▶ **Exercise requirements**
Find the line containing "Question. Locate the silhouetted", then output it and every line after it through the end of the listing below, exactly as written.

-*-

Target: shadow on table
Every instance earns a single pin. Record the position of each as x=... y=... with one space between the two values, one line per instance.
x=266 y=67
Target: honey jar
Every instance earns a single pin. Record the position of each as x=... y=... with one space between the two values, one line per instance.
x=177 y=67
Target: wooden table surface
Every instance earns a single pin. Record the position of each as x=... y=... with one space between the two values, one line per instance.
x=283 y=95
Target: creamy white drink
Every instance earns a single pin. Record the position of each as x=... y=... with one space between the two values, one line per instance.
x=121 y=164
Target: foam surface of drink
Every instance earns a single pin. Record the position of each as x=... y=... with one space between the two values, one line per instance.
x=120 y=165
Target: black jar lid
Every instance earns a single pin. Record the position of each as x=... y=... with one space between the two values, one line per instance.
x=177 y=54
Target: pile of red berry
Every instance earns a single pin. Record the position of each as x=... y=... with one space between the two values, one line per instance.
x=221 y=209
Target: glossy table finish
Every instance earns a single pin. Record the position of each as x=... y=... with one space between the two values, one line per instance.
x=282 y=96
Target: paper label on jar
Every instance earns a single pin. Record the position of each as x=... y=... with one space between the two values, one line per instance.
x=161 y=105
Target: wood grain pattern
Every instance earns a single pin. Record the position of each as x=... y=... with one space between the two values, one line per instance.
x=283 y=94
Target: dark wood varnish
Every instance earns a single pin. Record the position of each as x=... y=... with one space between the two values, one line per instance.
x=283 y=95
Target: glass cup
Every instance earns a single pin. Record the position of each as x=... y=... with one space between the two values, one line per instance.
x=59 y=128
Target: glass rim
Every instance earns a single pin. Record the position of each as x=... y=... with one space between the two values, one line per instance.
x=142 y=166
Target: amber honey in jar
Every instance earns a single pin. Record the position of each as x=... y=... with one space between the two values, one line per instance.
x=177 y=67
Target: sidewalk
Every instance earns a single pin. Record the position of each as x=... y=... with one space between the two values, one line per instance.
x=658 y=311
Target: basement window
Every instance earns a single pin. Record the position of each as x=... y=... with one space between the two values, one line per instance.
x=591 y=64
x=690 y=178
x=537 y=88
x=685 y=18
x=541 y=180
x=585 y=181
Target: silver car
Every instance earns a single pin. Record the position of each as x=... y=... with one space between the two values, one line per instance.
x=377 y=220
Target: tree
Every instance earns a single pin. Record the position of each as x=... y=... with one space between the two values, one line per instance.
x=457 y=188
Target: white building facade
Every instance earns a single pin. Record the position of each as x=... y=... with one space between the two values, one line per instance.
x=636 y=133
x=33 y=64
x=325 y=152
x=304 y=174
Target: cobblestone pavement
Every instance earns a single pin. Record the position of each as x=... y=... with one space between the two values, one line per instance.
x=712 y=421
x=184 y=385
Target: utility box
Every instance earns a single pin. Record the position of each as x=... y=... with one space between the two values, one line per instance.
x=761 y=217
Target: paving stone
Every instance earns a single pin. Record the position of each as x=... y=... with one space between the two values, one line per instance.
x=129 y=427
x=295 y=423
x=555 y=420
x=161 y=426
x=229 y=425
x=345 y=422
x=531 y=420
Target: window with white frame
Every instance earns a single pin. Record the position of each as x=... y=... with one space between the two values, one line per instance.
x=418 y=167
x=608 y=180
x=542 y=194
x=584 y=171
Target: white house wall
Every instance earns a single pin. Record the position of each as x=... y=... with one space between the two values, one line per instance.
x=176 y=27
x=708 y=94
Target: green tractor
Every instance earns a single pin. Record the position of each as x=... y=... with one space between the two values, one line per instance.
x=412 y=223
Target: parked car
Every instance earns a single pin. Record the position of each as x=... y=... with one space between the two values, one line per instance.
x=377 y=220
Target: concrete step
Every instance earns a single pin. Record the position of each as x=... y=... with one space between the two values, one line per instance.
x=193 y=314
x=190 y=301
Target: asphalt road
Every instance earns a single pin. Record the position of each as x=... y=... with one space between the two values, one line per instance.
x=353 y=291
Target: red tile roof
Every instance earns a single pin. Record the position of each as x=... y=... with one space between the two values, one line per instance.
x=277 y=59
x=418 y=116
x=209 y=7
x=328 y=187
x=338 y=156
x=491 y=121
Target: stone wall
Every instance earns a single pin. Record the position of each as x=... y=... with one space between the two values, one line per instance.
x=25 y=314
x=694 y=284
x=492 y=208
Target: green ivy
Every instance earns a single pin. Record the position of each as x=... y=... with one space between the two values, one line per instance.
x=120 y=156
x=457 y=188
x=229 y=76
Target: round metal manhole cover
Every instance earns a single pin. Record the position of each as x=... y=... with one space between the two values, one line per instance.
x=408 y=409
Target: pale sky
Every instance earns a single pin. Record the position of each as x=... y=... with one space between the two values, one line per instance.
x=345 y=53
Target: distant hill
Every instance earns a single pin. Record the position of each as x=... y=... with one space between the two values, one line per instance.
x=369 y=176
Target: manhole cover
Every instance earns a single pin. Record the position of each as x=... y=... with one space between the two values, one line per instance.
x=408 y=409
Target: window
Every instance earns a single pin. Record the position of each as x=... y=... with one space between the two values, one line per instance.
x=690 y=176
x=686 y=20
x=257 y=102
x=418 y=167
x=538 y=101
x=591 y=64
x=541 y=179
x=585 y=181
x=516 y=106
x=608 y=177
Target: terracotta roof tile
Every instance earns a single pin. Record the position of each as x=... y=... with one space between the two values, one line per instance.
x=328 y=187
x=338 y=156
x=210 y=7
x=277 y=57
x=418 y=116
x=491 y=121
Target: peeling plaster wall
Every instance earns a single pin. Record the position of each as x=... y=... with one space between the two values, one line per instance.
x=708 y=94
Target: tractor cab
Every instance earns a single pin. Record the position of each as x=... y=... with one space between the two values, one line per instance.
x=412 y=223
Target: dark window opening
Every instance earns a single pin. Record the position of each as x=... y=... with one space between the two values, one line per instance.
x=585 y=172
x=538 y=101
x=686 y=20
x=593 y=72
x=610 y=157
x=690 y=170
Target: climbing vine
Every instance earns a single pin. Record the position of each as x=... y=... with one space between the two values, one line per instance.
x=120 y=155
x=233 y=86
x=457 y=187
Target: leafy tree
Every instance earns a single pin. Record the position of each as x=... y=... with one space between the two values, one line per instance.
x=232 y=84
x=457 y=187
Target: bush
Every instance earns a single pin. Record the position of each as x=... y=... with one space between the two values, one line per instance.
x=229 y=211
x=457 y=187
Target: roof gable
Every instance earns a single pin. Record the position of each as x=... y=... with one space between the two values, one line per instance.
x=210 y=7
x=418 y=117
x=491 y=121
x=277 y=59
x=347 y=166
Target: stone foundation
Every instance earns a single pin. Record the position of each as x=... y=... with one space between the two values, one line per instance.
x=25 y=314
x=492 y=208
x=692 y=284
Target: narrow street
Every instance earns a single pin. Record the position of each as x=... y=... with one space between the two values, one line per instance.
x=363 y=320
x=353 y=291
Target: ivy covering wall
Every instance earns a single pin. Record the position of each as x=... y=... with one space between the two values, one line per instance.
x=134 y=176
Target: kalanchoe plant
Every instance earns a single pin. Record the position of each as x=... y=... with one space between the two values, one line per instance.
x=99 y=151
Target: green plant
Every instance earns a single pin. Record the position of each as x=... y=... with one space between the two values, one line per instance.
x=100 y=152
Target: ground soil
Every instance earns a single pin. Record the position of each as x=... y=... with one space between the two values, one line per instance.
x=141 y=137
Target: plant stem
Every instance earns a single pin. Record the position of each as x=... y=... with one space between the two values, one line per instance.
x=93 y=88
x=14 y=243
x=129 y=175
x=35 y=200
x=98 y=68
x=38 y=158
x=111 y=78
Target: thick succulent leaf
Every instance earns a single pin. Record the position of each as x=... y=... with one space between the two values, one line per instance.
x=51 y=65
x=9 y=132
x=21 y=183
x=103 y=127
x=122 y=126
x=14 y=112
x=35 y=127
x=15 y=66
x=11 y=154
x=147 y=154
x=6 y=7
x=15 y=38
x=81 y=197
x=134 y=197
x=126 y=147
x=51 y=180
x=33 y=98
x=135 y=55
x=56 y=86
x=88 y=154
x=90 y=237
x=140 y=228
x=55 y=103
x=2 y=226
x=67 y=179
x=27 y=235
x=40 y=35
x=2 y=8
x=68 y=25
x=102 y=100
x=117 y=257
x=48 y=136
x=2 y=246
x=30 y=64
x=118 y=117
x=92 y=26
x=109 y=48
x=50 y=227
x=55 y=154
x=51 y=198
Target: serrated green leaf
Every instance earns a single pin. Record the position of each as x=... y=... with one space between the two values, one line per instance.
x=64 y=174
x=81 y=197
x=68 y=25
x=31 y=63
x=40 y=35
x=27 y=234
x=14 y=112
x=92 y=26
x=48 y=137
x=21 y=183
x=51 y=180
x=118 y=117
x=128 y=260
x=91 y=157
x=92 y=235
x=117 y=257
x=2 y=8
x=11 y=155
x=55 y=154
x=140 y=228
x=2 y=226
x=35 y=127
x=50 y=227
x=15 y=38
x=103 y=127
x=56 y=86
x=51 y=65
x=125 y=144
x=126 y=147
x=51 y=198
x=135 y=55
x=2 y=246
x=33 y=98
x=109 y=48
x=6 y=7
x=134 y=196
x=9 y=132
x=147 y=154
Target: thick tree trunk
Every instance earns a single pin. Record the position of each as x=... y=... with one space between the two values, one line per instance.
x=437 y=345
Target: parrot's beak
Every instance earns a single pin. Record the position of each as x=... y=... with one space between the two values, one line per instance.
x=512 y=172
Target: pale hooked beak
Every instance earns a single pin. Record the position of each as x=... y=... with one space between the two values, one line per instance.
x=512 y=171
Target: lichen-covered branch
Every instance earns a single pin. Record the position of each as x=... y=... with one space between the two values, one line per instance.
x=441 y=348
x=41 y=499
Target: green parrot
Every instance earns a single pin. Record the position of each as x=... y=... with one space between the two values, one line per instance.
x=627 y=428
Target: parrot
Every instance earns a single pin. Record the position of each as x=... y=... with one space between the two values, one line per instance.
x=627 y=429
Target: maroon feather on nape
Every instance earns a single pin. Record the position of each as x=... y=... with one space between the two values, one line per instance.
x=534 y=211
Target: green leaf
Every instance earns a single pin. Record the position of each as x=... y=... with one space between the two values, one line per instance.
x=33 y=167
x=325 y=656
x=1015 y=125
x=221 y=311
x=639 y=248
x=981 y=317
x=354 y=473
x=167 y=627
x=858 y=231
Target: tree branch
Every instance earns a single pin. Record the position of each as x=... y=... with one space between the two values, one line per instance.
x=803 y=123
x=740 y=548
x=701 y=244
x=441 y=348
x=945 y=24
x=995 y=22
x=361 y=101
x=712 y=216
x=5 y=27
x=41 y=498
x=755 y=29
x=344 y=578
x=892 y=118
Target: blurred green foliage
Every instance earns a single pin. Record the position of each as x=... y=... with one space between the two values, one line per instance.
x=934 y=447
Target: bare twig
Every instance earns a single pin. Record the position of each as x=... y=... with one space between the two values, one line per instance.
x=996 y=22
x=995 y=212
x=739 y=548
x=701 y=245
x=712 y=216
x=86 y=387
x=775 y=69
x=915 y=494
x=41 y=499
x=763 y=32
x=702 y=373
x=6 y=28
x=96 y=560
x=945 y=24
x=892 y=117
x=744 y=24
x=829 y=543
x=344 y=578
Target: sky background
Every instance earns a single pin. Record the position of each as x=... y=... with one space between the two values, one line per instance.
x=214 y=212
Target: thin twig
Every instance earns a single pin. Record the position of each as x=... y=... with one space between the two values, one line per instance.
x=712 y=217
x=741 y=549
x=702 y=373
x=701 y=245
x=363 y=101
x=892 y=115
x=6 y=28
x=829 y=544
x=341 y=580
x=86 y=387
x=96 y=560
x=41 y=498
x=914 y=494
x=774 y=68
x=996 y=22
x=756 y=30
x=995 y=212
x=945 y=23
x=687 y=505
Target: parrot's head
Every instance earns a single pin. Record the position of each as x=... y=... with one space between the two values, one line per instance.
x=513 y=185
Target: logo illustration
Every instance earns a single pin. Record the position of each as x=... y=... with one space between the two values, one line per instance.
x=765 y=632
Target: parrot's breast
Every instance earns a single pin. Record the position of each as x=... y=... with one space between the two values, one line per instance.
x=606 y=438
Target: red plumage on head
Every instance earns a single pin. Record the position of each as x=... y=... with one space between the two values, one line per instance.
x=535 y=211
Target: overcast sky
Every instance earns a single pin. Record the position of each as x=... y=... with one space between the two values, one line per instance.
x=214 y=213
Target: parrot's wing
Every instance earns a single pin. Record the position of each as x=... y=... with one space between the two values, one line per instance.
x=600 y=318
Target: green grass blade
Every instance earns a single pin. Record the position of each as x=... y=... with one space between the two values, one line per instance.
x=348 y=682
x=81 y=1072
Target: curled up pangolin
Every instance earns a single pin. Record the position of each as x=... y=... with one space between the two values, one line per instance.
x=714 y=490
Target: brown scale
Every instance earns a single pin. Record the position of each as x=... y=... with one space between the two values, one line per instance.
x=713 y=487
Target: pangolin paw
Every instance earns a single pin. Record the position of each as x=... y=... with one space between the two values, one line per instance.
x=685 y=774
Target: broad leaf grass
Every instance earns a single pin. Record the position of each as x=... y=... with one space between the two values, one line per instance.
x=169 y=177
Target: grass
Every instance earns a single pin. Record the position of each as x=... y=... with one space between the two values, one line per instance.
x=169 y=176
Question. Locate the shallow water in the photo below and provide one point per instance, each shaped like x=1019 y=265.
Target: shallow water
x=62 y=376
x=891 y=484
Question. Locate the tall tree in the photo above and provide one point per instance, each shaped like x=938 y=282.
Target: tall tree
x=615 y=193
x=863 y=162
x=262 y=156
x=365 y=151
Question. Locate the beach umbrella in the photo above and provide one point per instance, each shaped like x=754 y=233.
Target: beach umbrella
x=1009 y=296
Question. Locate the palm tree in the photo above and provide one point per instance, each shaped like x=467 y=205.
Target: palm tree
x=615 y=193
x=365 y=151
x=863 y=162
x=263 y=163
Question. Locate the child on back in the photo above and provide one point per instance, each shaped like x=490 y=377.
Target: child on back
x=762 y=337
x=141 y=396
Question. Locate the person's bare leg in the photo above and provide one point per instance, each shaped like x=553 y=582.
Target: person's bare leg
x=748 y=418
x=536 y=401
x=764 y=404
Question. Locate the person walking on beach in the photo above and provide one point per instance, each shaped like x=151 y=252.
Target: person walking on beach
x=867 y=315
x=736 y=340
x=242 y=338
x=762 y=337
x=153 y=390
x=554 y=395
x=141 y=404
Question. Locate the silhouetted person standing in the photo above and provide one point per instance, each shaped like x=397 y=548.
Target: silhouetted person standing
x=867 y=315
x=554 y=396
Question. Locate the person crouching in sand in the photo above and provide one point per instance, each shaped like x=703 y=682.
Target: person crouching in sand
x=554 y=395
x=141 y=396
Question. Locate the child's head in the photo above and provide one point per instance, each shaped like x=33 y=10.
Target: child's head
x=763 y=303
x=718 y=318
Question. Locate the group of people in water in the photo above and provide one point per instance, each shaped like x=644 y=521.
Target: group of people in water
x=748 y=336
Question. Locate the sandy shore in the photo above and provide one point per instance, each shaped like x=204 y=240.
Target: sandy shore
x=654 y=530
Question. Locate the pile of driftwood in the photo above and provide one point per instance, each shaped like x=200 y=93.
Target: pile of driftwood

-*-

▶ **Written response**
Question. Locate the silhouetted person standing in the photo above and provide one point per instance, each shaped like x=397 y=548.
Target: silhouetted person standing
x=867 y=315
x=554 y=396
Question. Locate the person crouching in sand in the photo above and provide one point per instance, each shaped like x=703 y=682.
Target: person crouching in sand
x=554 y=395
x=141 y=396
Question. Locate the child's head in the photo above and provide one point per instance, each shaped like x=33 y=10.
Target: child's head
x=763 y=303
x=718 y=318
Question. Locate the group of people in water in the photo above and provide one point per instance, each shaped like x=644 y=521.
Target: group of people in water
x=748 y=336
Question. Locate the sandy shore in the photo above and provide one point per instance, each shaped like x=204 y=240.
Target: sandy shore
x=654 y=530
Question. Locate the pile of driftwood in the photo above and provide one point per instance, each shaped like x=200 y=93.
Target: pile of driftwood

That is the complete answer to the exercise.